Uno che ha ammazzato un ragazzo inerme, che non ha avuto esitazione a sparire dalla circolazione, per passare da una movida all’altra: dalla piazza principale di San Giuseppe Vesuviano alla zona dei baretti di Chiaia e degli chalet del lungomare, giusto «per finire la serata», magari a bere uno spritz. Notte di follia, a seguire il tracciato dei catturatarghe, tra una zuffa e un delitto, fino a mimetizzarsi nella festosa notte napoletana.

Poi, una volta stanato in un appartamento anonimo di corso Sirena a Barra, la confessione. Una sintesi di bugie e verità, ammissioni e ricerca di attenuanti, magari per evitare condanne esemplari e sfuggire al processo penale, puntando alla seminfermità.

» Dati registrati:
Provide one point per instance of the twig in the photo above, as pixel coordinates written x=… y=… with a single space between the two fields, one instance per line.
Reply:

» Obiettivo del compito: Trascrivi fedelmente il passo dell'estratto a partire dalle parole che contengono "Uno che ha ammazzato", fermandoti dopo "puntando alla seminfermità.". Le righe sono materiale a sé stante, distinto dall'estratto.

» Risposta al compito:
Uno che ha ammazzato un ragazzo inerme, che non ha avuto esitazione a sparire dalla circolazione, per passare da una movida all’altra: dalla piazza principale di San Giuseppe Vesuviano alla zona dei baretti di Chiaia e degli chalet del lungomare, giusto «per finire la serata», magari a bere uno spritz. Notte di follia, a seguire il tracciato dei catturatarghe, tra una zuffa e un delitto, fino a mimetizzarsi nella festosa notte napoletana.

Poi, una volta stanato in un appartamento anonimo di corso Sirena a Barra, la confessione. Una sintesi di bugie e verità, ammissioni e ricerca di attenuanti, magari per evitare condanne esemplari e sfuggire al processo penale, puntando alla seminfermità.